Obrigado,
Robert Wise
A
primeira vez que eu fui ao cinema, foi com a minha mãe e a minha
irmã, em Olaria, Zona Norte do Rio de Janeiro. Esse é um bairro ao
lado de Ramos, onde fazemos nossa reunião trekker. O cinema era um
verdadeiro cine-teatro, daqueles que viraram clube, igreja ou foram
demolidos. O filme era "A Noviça Rebelde", de Robert
Wise. Eu tinha cinco anos de idade, fiquei admirado com as cores,
mas com muito medo do escuro. Como chorei muito, minha mãe nos
levou embora bastante contrariada.
Alguns
anos mais tarde, eu continuava com medo de escuro, assim como de
discos voadores. Então, eu vi um outro filme de Robert Wise,
chamado "O Dia em que a Terra Parou". Fiquei fascinado e
revi várias vezes, em reprises na televisão, até que um dia as
lojas passaram a vender videocassetes. Nesse tempo eu também já
assistia à Série Clássica, em preto e branco. A partir daí,
já estava completamente tomado pela ficção científica.

TAREFA PROPOSTA 1: Liste os destinos que, segundo o trecho do documento, tiveram os antigos cine-teatros como aquele de Olaria.

DADOS FORNECIDOS:
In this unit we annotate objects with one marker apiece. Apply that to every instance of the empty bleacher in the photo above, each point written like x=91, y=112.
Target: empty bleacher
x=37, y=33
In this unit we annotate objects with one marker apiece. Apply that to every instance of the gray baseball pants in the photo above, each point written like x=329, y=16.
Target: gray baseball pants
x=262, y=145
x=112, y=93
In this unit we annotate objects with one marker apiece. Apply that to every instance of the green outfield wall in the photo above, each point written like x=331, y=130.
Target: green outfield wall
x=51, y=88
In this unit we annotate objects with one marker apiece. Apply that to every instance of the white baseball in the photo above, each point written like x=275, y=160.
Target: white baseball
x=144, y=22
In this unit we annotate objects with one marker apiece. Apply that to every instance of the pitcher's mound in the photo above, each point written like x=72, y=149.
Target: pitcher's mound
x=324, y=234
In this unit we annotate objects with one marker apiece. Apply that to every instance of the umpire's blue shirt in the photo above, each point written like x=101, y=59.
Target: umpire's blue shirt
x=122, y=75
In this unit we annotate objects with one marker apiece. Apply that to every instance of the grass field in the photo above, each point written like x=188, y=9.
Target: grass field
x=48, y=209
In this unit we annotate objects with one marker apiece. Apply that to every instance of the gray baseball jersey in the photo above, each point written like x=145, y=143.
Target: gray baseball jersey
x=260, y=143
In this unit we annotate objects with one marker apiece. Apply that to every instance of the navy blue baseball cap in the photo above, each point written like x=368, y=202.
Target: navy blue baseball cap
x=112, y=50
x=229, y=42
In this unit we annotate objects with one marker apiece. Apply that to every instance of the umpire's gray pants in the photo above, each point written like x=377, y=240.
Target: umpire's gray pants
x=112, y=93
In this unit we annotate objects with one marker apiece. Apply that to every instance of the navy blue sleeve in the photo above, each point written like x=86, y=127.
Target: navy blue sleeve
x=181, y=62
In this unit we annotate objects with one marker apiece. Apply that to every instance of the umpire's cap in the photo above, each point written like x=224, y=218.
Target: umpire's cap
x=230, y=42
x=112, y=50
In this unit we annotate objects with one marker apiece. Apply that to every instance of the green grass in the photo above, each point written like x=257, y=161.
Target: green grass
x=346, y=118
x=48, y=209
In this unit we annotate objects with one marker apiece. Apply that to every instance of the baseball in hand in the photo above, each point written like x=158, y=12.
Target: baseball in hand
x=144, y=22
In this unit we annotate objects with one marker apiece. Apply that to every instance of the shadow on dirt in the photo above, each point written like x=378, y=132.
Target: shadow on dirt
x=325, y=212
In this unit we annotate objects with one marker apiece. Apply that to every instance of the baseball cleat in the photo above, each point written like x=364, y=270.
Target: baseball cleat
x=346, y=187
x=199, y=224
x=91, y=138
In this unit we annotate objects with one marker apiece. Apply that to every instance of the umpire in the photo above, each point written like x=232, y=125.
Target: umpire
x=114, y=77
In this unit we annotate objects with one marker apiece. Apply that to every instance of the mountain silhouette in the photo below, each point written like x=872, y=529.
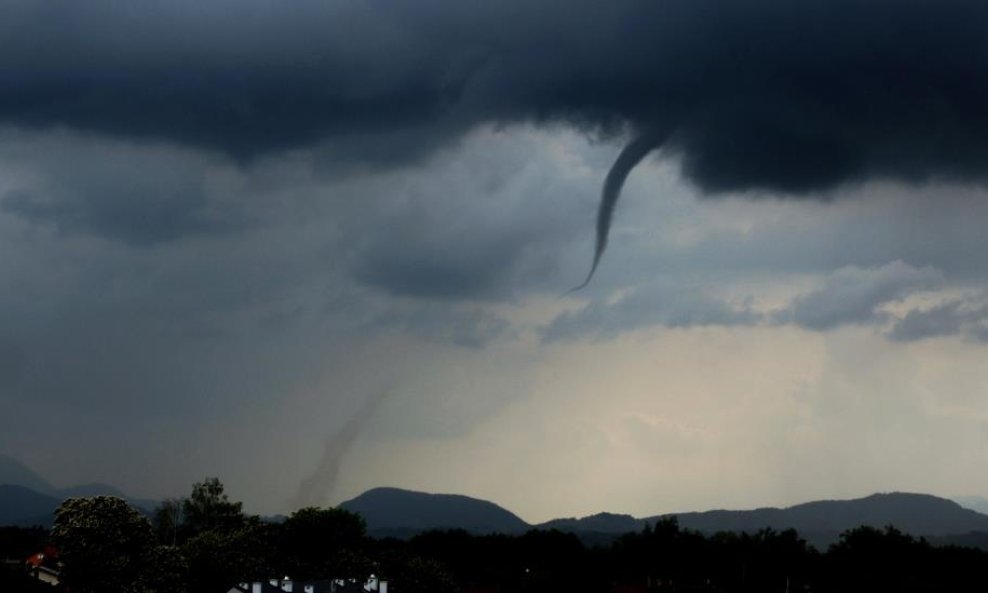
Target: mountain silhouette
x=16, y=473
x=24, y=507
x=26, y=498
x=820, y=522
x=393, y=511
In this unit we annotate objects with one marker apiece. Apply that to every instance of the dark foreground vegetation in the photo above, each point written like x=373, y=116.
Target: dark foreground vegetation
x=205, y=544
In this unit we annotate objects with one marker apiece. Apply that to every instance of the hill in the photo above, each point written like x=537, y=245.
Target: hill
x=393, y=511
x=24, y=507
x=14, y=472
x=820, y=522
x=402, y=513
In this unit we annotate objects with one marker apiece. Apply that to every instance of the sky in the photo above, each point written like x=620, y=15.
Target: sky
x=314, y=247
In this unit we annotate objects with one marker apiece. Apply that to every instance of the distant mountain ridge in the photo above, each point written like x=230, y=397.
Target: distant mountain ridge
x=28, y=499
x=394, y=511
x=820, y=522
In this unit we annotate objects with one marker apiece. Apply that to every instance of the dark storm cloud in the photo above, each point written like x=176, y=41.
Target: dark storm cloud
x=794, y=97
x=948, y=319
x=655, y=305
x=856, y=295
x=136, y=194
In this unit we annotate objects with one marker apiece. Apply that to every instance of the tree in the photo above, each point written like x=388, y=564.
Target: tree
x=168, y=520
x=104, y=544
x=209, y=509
---
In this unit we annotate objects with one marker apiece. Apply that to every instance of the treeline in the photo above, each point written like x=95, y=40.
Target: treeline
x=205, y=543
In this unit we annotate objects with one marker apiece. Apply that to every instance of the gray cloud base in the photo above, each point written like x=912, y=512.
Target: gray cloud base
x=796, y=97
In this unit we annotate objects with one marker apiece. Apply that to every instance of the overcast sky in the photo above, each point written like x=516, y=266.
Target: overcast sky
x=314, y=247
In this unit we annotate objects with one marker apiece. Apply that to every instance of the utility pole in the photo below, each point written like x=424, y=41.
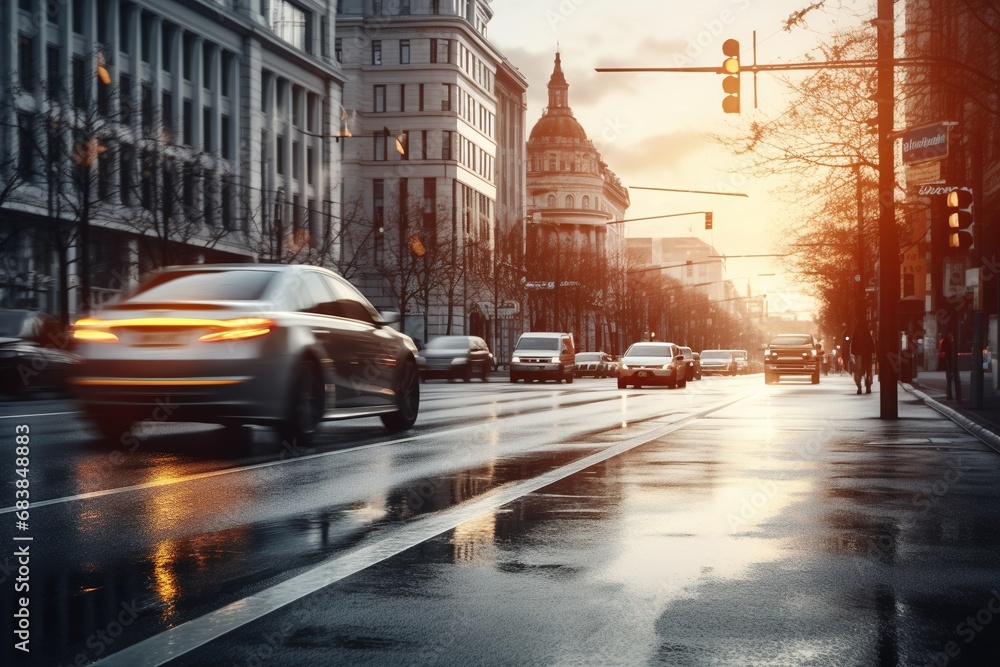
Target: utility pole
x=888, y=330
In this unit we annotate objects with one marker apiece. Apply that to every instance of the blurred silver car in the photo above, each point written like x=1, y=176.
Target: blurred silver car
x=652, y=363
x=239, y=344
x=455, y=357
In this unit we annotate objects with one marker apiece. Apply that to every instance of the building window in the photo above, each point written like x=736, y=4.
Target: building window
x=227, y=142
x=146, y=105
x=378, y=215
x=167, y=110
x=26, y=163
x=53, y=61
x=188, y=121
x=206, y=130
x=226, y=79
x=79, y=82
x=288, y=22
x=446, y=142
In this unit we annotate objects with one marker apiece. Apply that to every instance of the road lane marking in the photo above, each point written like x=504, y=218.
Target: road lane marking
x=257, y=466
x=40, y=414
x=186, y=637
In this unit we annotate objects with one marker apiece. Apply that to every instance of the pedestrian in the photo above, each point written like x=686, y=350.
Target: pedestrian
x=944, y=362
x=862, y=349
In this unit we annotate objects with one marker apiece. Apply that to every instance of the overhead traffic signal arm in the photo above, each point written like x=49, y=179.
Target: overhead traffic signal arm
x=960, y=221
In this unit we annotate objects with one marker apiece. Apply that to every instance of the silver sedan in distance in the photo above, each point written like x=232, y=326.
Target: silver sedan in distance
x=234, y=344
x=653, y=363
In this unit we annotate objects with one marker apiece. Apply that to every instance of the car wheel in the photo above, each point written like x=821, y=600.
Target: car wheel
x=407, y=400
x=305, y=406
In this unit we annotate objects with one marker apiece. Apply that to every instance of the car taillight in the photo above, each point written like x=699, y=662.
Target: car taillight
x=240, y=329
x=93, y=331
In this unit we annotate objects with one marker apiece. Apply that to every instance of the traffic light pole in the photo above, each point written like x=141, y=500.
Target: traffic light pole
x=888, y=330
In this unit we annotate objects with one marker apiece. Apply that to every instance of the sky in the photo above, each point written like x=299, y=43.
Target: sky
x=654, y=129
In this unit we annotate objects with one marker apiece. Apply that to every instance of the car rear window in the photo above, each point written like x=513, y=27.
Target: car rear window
---
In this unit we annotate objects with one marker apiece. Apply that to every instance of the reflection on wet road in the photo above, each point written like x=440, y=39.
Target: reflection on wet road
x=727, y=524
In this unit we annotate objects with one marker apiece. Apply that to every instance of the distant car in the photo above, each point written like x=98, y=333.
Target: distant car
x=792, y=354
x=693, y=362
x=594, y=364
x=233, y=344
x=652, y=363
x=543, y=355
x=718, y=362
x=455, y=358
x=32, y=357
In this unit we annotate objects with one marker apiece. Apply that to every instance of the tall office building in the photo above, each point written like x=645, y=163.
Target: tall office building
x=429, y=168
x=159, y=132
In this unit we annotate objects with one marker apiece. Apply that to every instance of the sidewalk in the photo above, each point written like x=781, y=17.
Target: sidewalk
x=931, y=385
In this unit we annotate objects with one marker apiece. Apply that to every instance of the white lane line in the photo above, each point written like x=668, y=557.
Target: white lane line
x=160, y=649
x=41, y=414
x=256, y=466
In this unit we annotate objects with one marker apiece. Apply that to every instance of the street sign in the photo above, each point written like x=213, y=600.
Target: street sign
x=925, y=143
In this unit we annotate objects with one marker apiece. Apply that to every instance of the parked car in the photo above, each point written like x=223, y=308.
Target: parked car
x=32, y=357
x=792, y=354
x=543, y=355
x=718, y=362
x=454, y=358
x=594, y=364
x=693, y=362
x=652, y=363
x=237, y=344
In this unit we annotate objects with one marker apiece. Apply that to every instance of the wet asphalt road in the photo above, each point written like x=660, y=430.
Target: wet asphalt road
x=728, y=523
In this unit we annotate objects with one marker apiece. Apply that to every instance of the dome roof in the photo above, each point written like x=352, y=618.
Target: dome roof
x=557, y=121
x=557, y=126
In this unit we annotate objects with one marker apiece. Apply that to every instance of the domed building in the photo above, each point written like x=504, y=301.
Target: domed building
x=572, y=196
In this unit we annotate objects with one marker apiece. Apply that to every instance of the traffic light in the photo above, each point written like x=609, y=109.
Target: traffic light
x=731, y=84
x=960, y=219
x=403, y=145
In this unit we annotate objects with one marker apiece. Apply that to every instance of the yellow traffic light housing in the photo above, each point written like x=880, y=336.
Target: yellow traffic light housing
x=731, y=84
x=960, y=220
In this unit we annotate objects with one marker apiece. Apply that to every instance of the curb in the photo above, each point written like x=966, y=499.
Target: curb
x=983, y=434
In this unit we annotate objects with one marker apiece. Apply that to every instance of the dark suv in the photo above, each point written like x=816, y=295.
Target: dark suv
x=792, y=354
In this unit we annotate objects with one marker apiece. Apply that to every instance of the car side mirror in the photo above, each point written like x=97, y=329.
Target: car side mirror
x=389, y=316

TAREFA PROPOSTA 2: Reproduza fielmente, dos registros, tudo o que vai desde a linha que contém "like x=141, y=500." até a linha que contém "Target: car rear window", ambas incluídas.

RESPOSTA CORRETA 1: Viraram clube; viraram igreja; foram demolidos.

RESPOSTA CORRETA 2:
In this unit we annotate objects with one marker apiece. Apply that to every instance of the traffic light pole in the photo above, each point written like x=141, y=500.
Target: traffic light pole
x=888, y=330
In this unit we annotate objects with one marker apiece. Apply that to every instance of the sky in the photo above, each point written like x=299, y=43.
Target: sky
x=654, y=129
In this unit we annotate objects with one marker apiece. Apply that to every instance of the car rear window in the photo above, each point written like x=513, y=27.
Target: car rear window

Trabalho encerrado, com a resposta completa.